=== ИСХОДНЫЙ ТЕКСТ ===
********************

Медсестры в коридоре подсказали зайти к бывшей скрипачке Большого театра Наталье Деминой. Она приглашает меня в небольшую чистую комнатку. Демина сначала показывает мне свой юношеский портрет, написанный маслом, где она изображена играющей на скрипке, а на заднем фоне виден бюст Сталина.
«Я провела детские годы в Самаре. Я была отличницей в музыкальной школе, портрет был написан за несколько месяцев до начала войны. Потом по всесоюзному конкурсу я попала в Большой театр и 52 года отработала в нем скрипачкой, до 75 лет, — рассказывает Демина. — Я чувствую себя очень счастливой, что я играла в театре в период его расцвета, когда там пели Сергей Лемешев, Иван Козловский, Александр Пирогов, Максим Михайлов. Я играла в оркестре, когда балетным дирижером был Юрий Файер, а оперным — Николай Голованов, потом Александр Мелик-Пашаев и Евгений Светланов».
Демина рассказывает, что работа в театре помогала ей справляться со всеми бытовыми трудностями: «Я была замужем за военным человеком, мы долго скиталась, снимали комнаты. Чашка и ложка были всем нашим имуществом. Потом я вступила в кооператив Большого театра, и мы всей семьей переехали жить в большую трехкомнатную квартиру в дом рядом с садом “Эрмитаж”. Когда муж умер, квартиру продали, и я с сыном и его семьей переехала жить в более маленькую. Там было тесновато и плоховато. Я почувствовала разницу поколений. Не хотелось мешать… После долгих совещаний я переехала жить сюда, и вот четвертый год здесь».

********************

=== ЧТО НУЖНО СДЕЛАТЬ ===
(a) Назовите всех дирижеров, упомянутых в тексте о скрипачке Наталье Деминой.
(b) Перепишите часть текста о скрипачке Наталье Деминой, которая начинается со слов «Медсестры в коридоре» и заканчивается словами «виден бюст Сталина.», поменяв «маслом» на «акварелью».

********************

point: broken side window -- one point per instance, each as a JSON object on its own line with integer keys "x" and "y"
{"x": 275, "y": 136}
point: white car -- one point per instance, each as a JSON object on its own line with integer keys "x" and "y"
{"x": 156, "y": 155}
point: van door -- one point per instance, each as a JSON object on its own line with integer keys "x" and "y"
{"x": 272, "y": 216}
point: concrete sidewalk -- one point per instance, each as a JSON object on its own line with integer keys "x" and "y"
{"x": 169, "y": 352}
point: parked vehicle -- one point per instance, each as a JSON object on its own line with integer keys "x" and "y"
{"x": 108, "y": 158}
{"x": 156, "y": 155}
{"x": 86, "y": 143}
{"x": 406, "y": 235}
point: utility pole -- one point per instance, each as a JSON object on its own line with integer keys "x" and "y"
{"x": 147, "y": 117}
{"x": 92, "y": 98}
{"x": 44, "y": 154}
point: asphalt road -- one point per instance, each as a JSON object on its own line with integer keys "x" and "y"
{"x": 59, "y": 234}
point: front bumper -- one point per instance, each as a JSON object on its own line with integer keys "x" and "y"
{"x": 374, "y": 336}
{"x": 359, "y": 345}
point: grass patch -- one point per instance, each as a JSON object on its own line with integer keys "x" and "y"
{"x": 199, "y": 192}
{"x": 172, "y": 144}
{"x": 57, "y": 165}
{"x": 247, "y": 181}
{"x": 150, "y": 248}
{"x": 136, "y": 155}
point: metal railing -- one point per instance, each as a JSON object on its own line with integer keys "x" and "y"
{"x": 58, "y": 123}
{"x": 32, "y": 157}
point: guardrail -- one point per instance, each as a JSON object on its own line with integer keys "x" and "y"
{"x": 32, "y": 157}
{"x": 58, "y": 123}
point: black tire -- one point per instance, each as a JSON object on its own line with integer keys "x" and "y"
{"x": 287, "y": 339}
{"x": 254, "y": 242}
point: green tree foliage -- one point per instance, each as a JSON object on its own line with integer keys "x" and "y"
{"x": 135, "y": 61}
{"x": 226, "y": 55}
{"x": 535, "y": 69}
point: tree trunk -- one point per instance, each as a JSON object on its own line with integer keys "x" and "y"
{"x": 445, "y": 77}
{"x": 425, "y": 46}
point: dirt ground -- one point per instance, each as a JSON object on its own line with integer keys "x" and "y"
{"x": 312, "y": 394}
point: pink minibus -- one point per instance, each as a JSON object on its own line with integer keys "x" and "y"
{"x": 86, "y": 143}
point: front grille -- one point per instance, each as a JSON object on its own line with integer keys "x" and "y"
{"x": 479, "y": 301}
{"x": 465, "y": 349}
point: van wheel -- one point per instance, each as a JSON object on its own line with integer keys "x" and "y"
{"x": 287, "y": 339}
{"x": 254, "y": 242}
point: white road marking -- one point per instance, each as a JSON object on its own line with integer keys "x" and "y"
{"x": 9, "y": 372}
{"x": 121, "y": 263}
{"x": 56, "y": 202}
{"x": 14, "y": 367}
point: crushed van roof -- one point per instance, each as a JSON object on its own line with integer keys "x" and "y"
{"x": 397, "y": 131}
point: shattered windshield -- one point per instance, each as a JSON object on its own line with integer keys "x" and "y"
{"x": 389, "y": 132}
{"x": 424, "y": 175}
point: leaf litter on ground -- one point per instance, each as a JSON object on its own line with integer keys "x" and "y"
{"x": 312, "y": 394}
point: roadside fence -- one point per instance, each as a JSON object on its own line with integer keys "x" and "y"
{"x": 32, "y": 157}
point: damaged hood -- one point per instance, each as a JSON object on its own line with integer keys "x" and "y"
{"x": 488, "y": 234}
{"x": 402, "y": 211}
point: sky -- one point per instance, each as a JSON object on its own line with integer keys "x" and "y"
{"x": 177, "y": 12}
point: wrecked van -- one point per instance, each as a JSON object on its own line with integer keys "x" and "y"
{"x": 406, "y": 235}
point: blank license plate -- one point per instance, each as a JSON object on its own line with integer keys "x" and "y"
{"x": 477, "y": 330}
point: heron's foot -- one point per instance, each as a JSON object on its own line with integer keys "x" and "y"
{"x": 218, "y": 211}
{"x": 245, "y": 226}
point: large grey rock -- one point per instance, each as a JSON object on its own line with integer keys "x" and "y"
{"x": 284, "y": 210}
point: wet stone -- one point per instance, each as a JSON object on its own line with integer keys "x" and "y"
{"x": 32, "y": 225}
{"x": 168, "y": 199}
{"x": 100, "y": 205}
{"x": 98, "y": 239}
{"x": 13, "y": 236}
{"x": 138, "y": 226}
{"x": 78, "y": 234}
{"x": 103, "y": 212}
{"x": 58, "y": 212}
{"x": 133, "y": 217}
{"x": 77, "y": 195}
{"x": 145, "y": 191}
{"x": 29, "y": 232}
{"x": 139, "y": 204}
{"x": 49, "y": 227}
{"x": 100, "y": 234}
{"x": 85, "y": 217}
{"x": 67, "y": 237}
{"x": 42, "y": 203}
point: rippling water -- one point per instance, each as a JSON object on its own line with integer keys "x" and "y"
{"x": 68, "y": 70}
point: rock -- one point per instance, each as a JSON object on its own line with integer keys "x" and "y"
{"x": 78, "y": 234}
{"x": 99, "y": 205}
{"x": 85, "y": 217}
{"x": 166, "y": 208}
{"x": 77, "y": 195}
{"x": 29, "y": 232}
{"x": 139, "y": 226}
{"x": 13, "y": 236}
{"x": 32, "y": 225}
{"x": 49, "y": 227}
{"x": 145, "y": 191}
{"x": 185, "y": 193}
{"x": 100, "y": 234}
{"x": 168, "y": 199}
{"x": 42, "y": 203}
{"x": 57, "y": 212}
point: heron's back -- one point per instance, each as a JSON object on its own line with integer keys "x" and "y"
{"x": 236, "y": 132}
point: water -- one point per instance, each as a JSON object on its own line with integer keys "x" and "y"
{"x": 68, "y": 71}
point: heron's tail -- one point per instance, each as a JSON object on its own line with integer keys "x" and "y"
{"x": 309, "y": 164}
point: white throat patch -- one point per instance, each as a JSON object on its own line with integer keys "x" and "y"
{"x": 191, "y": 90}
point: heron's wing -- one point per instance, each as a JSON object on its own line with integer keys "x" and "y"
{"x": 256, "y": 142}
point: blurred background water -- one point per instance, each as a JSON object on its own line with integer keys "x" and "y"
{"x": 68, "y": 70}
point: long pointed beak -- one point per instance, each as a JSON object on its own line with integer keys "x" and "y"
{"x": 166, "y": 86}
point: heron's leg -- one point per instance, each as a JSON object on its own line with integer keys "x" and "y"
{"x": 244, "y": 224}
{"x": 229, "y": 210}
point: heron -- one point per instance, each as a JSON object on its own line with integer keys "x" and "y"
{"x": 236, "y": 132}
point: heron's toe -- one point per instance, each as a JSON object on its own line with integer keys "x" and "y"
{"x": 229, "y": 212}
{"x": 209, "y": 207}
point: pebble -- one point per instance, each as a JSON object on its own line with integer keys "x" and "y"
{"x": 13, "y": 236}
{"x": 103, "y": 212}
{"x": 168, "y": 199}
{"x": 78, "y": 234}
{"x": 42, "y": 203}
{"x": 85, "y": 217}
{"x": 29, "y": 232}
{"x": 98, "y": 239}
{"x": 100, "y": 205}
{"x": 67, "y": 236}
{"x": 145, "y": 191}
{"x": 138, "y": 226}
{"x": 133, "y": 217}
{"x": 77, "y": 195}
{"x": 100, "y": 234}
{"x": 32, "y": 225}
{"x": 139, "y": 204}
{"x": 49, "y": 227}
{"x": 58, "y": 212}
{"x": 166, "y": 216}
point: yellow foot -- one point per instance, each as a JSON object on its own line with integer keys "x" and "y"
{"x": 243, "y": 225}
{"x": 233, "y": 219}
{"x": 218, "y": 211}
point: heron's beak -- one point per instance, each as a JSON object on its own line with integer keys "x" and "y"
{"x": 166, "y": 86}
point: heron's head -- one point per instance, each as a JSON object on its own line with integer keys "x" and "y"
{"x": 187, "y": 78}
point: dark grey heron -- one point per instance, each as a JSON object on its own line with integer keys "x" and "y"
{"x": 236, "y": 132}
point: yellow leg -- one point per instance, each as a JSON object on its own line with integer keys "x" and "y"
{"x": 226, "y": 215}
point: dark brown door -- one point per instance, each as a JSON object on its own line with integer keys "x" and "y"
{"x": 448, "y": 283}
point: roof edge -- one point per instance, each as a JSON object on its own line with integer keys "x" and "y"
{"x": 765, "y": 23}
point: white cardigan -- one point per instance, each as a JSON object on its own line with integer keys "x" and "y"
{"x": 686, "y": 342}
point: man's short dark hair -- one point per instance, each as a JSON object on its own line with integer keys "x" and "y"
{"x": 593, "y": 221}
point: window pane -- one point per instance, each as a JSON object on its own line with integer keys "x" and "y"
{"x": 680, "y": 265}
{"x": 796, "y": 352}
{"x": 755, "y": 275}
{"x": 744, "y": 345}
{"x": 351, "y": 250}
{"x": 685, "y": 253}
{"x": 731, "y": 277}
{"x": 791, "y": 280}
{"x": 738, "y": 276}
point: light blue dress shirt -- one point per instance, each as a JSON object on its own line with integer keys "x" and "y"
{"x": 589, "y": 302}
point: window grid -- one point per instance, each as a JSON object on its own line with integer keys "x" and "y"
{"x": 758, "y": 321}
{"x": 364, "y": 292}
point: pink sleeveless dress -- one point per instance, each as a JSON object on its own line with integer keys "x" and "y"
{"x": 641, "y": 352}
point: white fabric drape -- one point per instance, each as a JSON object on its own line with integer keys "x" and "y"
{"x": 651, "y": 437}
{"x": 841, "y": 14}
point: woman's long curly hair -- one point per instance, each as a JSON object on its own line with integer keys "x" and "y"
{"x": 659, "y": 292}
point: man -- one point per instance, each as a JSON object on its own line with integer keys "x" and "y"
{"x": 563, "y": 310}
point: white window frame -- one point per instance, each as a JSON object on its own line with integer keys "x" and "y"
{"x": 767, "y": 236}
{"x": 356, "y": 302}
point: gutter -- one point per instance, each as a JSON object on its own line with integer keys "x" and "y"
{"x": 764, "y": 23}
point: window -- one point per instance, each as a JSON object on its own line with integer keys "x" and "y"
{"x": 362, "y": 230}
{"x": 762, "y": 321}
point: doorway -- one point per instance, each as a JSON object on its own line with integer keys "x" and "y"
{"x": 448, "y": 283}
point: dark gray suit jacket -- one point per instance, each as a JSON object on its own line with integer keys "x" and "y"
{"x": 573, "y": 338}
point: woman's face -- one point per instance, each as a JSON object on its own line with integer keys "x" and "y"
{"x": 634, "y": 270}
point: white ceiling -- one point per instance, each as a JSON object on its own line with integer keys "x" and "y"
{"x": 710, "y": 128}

********************

=== ОТВЕТЫ К ЗАДАНИЯМ ===
(a) Юрий Файер, Николай Голованов, Александр Мелик-Пашаев, Евгений Светланов.

(b)
Медсестры в коридоре подсказали зайти к бывшей скрипачке Большого театра Наталье Деминой. Она приглашает меня в небольшую чистую комнатку. Демина сначала показывает мне свой юношеский портрет, написанный акварелью, где она изображена играющей на скрипке, а на заднем фоне виден бюст Сталина.